Reading text -
————

On the night of our second St. Patrick’s Day in lockdown, the Abbey Theatre aired part one of a series entitled “Home”, a direct response to the report on the mother and baby homes in aid of Barnardos Post Adoption Service. Testimonies from women and their children who experienced first-hand horrors of these institutions, were read aloud by both actors and survivors, in a haunting performance. Their stories reveal a “culture of silence” in our society that still protects those responsible today.
Extracts were read by women of different ages and backgrounds, with beautiful performances by beloved Irish singer Mary Coughlan. Some other famous faces included Brenda Fricker, Ruth McCabe and Cathy Belton. Taken directly from the evidence of the report on the homes, the mothers described being “incarcerated” when they became pregnant outside of marriage. They suffered “psychological abuse” and were forced to do manual labour in the homes throughout their pregnancies. One woman even recounts going into labour while scrubbing floors.
“The shame these women were made to feel was palpable in each heartbreaking testimony.”
The shame these women were made to feel was palpable in each heartbreaking testimony. The nuns called it the “big mortal sin,” not only having had sex outside marriage, but becoming pregnant. When the time came for the baby to be delivered, women were offered no pain relief because, as one woman explained, “she had to pay for her sins”. With the youngest mothers just thirteen years old, they suffered unimaginable trauma. The accounts of neglect suffered by the children in the homes were the most harrowing. One mother described her baby as having suffered “starvation, or even criminal neglect”. Babies suffering from treatable illnesses were not given medical attention until it was too late. Buried in unmarked graves, their identity remains hidden from the world even now. One man, still searching for the remains of his sister, is “waiting three years for our government to exhume the remains in Tuam and find out if she is there.”

————

Provided data -
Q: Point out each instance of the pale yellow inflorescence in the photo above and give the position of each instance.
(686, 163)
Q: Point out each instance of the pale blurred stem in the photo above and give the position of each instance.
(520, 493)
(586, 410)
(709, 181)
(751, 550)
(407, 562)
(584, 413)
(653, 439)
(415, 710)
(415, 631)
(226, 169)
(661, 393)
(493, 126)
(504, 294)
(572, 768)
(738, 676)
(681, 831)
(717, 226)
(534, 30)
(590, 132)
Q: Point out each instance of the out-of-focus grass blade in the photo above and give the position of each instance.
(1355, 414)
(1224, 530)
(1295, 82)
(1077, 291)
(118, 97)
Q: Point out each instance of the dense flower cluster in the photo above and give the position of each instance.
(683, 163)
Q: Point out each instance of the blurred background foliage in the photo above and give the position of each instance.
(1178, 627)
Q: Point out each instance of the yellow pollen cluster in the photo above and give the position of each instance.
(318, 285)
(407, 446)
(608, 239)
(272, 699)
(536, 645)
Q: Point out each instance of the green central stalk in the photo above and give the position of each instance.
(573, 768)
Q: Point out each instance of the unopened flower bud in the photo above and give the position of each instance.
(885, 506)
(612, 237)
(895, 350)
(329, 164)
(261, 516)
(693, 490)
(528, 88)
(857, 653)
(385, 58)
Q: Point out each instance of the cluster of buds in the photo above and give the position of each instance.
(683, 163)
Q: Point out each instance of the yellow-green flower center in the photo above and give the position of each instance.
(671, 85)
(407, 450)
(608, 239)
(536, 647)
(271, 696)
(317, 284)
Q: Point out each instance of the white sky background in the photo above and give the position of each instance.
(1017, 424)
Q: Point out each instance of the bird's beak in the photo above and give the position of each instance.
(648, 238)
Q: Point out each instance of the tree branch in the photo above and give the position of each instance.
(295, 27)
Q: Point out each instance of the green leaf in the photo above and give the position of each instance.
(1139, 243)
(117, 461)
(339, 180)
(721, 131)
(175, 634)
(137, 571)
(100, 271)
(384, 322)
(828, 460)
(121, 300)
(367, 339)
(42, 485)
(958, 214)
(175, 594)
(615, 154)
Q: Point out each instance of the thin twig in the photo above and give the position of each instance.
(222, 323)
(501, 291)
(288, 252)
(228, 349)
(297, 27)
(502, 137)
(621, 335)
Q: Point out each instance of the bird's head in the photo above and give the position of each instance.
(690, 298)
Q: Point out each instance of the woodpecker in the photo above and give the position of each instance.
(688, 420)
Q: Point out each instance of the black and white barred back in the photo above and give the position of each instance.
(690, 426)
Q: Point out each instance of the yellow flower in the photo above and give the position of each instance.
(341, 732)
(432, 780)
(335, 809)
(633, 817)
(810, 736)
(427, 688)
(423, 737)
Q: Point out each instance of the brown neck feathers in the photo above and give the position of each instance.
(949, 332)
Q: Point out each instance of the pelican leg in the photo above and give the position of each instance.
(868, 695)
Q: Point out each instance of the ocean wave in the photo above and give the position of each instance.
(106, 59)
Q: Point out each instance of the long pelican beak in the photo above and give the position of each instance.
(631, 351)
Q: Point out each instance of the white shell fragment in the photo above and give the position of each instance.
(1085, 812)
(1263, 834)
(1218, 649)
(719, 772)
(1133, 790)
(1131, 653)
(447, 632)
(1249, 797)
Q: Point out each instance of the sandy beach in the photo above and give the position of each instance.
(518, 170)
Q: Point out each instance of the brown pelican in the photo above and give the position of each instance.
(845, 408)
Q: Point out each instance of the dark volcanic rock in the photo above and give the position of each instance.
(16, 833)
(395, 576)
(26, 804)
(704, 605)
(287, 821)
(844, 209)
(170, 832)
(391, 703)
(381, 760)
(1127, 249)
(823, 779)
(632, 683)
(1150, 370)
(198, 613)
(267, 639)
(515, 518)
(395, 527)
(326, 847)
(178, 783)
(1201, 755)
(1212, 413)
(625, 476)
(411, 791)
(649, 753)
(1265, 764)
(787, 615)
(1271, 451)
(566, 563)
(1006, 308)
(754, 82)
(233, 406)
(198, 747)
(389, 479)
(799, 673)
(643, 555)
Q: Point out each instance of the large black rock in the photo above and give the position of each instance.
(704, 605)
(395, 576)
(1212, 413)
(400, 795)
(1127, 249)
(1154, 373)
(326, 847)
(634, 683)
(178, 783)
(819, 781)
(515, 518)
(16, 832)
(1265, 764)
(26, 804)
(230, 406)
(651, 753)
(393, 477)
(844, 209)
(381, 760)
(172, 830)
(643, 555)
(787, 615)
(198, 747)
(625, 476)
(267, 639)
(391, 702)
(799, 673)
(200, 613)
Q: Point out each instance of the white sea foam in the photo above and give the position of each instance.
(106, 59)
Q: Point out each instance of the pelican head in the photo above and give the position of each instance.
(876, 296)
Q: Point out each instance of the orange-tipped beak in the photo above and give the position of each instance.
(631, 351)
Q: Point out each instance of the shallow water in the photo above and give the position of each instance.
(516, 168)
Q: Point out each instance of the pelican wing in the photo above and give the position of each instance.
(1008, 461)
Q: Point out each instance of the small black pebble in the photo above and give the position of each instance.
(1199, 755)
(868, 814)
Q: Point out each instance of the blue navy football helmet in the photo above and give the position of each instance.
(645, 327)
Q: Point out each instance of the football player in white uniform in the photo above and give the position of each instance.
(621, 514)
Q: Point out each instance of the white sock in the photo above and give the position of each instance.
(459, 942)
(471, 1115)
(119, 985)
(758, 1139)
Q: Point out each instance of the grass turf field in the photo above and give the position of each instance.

————

What is required - Continue the piece on the Abbey Theatre's "Home" readings, picking up after its last sentence. The records play no part in this work.

Output for this task -
The children who survived were adopted at home in Ireland, or in the United States. Adoption was a common practice in the US, but it required copious formalities through the official system. In Ireland, “an orphan (could) be got…for the asking”. The homes were run for economic gain, with children essentially sold without the consent of their biological parents. One father said his child was “adopted without (his) consent and for no justifiable reason”. One survivor described it as “the widespread trafficking of babies by these nuns”.
Those adopted recounted its impact on their sense of identity and their ongoing search for answers. For some, their birth had never even been registered. For one adoptee, it was as if she were “dead and reading (her) life story”. Survivors, and adoptees alike, have struggled to get information from the HSE and Túsla, with one woman told it would take eight years to uncover any information. She believes that “they hope you will just give up and go away”.
“The resistance that survivors are met with is described as the ‘continuation of power dynamics’ that created this abusive system and the protection of those responsible. It is seen as a ‘criminal empire still protected in Ireland in 2021.’”
Adoptees revealed their arduous search for information and the silence they were met with, and still are today. One remarks, “my identity is a state secret”. Many feel their “identity and self worth has been continually and systematically undermined” by the institutions that have failed them since birth. Many feel their fundamental civic and human rights have been denied in an “attempt to silence the vulnerable”. Those affected demand answers and justice for the trauma they have experienced and for those who did not survive. For one survivor, her life was “completely and utterly devastated” by her experience in Bessborough, County Cork. The resistance that survivors are met with is described as the “continuation of power dynamics”, that created this abusive system and the protection of those responsible. It is seen as a “criminal empire still protected in Ireland in 2021”.
One woman asks, “Who is afraid of the written word? Who is afraid of the truth in black and white?” This fear of truth manifests itself in our cultural silence, our refusal to acknowledge the dark reality of our country’s all too recent history. For the mothers, they knew that “silence was what was expected”. Our silence, the inaccessibility of truth, perpetuates their trauma and prolongs their grief.
“The survivors are calling for an end to the silence and shame surrounding their experiences, and justice for the crimes committed by the state and the Catholic Church.”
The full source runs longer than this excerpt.